[[ Working data open ]]

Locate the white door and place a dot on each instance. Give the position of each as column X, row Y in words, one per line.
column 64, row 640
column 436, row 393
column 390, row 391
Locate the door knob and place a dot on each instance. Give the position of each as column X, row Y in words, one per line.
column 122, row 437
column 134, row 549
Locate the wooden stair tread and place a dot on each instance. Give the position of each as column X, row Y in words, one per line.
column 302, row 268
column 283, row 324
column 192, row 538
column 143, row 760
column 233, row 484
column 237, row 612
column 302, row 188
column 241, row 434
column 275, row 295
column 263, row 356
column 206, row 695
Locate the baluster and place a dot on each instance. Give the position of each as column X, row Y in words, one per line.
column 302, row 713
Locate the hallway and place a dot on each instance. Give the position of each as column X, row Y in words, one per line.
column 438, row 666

[[ Working data closed ]]

Task statement: The records above must be reproduced word for word.

Problem solution:
Locate the white door and place a dot on each instance. Give the position of each as column X, row Y in words, one per line.
column 64, row 640
column 436, row 393
column 390, row 391
Locate the door knob and place a dot on each instance. Give the position of each as column X, row Y in words, one per line.
column 122, row 437
column 134, row 549
Locate the wooden stair tread and place a dot on each instance. Give the position of each as column X, row Y in words, one per line.
column 302, row 268
column 283, row 324
column 192, row 538
column 143, row 760
column 233, row 484
column 237, row 612
column 302, row 188
column 241, row 434
column 275, row 295
column 263, row 356
column 206, row 695
Locate the baluster and place a dot on each instance. Give the position of each as column X, row Y in words, one per line.
column 302, row 713
Locate the hallway and place a dot on each instance. Give the position of each as column X, row Y in words, one per line.
column 438, row 666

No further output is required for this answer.